◆ WORK INSTRUCTIONS
Starting at the line containing "In the photo above, where can the stone" and going through the end of the rows, rewrite each line as a string in a JSON list, one string per line, with blank lines omitted.

◆ SUPPLIED MATERIAL
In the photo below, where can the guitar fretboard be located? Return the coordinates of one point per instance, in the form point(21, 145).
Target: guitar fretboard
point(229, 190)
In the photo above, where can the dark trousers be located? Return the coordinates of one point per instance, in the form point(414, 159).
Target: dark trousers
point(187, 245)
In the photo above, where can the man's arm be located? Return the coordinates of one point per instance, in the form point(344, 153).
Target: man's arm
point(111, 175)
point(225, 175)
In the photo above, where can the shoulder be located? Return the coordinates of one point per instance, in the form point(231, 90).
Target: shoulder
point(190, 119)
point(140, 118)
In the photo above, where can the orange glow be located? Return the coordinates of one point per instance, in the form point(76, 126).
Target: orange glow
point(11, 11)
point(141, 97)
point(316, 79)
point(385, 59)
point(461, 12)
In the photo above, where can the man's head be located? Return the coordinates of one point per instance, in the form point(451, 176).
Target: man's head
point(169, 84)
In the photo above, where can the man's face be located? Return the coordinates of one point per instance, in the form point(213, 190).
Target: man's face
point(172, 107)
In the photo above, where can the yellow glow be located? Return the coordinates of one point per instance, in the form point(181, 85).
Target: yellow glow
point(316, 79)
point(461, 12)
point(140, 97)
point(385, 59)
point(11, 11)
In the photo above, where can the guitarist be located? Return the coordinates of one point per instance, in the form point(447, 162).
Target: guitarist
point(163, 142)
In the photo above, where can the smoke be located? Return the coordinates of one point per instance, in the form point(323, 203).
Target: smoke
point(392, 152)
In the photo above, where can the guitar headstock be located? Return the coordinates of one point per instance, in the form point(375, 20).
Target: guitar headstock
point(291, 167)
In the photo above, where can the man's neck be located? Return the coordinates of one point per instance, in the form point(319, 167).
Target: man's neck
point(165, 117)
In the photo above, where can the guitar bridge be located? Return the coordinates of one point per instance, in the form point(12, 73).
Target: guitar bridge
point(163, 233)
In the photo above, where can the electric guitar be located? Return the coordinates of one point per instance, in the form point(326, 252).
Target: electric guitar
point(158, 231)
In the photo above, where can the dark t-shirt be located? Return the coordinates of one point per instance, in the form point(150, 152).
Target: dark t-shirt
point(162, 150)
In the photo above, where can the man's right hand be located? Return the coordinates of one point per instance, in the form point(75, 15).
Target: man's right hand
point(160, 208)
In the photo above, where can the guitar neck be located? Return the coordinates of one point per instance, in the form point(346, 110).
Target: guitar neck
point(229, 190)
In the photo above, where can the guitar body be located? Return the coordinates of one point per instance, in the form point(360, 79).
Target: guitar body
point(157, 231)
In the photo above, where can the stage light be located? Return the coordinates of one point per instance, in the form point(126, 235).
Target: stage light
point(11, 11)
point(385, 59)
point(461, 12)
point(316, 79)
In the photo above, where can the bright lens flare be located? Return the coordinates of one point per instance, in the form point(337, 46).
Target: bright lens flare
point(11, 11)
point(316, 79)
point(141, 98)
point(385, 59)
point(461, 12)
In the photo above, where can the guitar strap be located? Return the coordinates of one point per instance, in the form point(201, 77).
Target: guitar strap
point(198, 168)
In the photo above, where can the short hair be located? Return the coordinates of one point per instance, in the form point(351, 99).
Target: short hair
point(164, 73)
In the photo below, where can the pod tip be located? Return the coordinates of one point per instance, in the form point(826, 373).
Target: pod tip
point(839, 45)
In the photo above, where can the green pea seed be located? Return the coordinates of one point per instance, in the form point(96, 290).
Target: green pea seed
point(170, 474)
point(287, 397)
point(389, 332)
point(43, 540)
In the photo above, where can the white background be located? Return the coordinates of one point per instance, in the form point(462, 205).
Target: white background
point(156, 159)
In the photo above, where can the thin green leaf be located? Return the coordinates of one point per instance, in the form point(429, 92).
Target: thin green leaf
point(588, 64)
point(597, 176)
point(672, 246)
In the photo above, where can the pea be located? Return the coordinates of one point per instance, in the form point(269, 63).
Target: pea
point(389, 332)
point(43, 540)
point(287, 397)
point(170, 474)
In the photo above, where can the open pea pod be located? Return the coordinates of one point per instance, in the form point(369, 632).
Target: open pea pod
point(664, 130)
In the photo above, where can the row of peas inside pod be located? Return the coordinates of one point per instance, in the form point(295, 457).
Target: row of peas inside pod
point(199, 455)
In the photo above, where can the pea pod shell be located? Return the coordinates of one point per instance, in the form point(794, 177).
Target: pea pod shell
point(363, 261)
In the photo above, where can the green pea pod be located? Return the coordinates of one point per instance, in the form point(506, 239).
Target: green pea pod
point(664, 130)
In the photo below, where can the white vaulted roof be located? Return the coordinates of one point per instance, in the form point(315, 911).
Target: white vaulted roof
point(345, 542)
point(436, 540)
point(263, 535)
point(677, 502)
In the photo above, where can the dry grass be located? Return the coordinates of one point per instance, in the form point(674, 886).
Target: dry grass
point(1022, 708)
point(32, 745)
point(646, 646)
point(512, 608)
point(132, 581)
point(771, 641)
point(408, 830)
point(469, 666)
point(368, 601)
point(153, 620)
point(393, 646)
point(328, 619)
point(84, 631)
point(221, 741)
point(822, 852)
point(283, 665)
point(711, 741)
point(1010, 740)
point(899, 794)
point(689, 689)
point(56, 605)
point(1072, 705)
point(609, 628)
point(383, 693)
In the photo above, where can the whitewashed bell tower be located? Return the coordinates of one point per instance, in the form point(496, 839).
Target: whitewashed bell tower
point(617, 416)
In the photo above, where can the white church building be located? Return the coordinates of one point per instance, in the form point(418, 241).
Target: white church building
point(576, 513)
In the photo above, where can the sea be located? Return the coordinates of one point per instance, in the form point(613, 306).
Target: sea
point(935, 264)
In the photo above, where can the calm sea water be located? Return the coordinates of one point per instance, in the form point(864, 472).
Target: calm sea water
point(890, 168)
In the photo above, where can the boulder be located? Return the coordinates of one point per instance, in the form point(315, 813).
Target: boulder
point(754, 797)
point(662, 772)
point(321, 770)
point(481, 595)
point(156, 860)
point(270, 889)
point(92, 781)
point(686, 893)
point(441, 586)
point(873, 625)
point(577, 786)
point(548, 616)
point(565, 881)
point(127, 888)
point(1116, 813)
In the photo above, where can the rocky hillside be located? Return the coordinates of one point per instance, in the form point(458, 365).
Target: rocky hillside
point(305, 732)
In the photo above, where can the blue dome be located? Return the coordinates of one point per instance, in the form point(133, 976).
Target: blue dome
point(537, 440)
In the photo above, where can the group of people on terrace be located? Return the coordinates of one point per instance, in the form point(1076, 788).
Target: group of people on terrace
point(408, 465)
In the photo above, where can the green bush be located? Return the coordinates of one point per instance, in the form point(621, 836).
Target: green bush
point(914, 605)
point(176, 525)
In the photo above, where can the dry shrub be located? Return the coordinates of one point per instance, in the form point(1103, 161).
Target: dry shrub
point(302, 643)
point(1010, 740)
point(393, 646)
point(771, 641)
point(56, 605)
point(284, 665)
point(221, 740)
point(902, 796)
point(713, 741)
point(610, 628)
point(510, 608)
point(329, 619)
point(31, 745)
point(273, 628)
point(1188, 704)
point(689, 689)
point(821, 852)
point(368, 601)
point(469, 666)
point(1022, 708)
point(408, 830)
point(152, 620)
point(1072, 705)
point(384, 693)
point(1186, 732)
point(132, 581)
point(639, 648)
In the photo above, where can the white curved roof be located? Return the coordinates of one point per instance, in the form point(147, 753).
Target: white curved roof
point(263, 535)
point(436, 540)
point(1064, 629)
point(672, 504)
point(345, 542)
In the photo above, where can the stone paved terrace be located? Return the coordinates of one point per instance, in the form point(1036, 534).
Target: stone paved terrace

◆ RESULT
[
  "In the photo above, where can the stone paved terrace be located? Return the coordinates of one point per instance, in the form point(1036, 534).",
  "Target: stone paved terrace"
]